*TASK REQUIREMENTS*:
Rewrite all of the data below as a JSON array of strings, one string per line, leaving out any blank lines.

*INPUT*:
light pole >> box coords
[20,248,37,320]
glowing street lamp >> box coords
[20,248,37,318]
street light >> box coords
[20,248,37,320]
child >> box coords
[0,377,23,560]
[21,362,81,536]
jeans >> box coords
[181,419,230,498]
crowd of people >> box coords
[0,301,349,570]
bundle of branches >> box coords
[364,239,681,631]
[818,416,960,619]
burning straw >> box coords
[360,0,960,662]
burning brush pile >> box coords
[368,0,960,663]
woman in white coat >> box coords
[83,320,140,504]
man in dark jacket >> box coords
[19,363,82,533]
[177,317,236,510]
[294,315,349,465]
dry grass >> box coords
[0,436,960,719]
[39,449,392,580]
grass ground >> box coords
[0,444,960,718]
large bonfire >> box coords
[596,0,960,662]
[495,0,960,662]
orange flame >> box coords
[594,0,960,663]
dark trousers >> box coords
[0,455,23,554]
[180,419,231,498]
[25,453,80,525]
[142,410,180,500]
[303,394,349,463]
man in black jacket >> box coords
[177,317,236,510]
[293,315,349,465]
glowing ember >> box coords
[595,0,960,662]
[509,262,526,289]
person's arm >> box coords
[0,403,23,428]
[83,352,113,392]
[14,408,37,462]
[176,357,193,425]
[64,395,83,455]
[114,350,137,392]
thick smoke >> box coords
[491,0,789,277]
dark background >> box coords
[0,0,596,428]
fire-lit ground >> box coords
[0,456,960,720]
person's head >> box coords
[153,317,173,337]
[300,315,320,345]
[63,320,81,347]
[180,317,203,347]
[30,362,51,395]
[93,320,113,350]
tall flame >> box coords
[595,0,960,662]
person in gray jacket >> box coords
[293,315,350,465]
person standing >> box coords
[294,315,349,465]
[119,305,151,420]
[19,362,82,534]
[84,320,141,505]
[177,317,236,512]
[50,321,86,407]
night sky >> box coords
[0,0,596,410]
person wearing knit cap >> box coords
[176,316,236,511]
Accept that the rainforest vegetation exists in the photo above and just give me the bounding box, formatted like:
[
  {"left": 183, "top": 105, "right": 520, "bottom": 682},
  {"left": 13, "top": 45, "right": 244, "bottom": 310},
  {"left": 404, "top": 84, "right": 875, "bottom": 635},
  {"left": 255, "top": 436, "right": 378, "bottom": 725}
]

*SOLUTION FOR THIS PROBLEM*:
[
  "light pole >> box coords",
  "[20,248,37,320]",
  "glowing street lamp >> box coords",
  "[20,248,37,318]",
  "street light >> box coords",
  "[20,248,37,320]",
  "child >> box coords",
  "[0,377,23,560]",
  "[21,362,81,536]",
  "jeans >> box coords",
  "[181,419,230,498]",
  "crowd of people >> box coords",
  "[0,301,349,570]",
  "bundle of branches >> box coords",
  "[364,239,681,631]",
  "[818,416,960,619]",
  "burning straw >> box coords",
  "[360,0,960,662]",
  "burning brush pile >> box coords",
  "[368,0,960,663]",
  "woman in white coat >> box coords",
  "[83,320,140,504]",
  "man in dark jacket >> box coords",
  "[19,363,82,533]",
  "[177,317,236,510]",
  "[294,315,349,465]",
  "dry grass >> box coords",
  "[0,436,960,719]",
  "[39,449,392,580]",
  "grass ground >> box coords",
  "[0,444,960,718]",
  "large bonfire >> box coords",
  "[596,0,960,662]",
  "[495,0,960,662]",
  "orange flame >> box coords",
  "[594,0,960,663]",
  "dark trousers >> box coords",
  "[0,455,23,554]",
  "[180,419,231,498]",
  "[25,453,80,525]",
  "[142,410,180,500]",
  "[303,394,349,463]",
  "man in black jacket >> box coords",
  "[177,317,236,510]",
  "[293,315,349,465]",
  "glowing ember >> box coords",
  "[595,0,960,662]",
  "[509,262,526,289]",
  "person's arm >> box coords",
  "[0,403,23,428]",
  "[83,352,113,392]",
  "[14,408,37,462]",
  "[176,357,193,425]",
  "[64,395,83,455]",
  "[114,350,137,392]",
  "thick smoke >> box coords",
  "[491,0,789,277]",
  "dark background >> box coords",
  "[0,0,596,428]",
  "fire-lit ground >> box coords",
  "[0,456,960,720]",
  "person's head >> box coords",
  "[153,317,173,337]",
  "[300,315,320,345]",
  "[63,320,81,347]",
  "[180,317,203,347]",
  "[30,362,51,395]",
  "[93,320,113,350]",
  "tall flame >> box coords",
  "[595,0,960,662]",
  "person in gray jacket >> box coords",
  "[293,315,350,465]",
  "person standing >> box coords",
  "[294,315,349,465]",
  "[119,305,151,420]",
  "[19,362,82,534]",
  "[84,320,141,505]",
  "[177,317,236,512]",
  "[50,321,86,407]",
  "night sky >> box coords",
  "[0,0,596,410]",
  "person wearing knit cap >> box coords",
  "[176,316,236,511]",
  "Accept that the rainforest vegetation exists in the photo above and just give me the bounding box, formatted like:",
  "[",
  "  {\"left\": 183, \"top\": 105, \"right\": 520, \"bottom\": 682},",
  "  {\"left\": 13, \"top\": 45, \"right\": 244, \"bottom\": 310},",
  "  {\"left\": 404, \"top\": 84, \"right\": 875, \"bottom\": 635},",
  "  {\"left\": 255, \"top\": 436, \"right\": 378, \"bottom\": 725}",
  "]"
]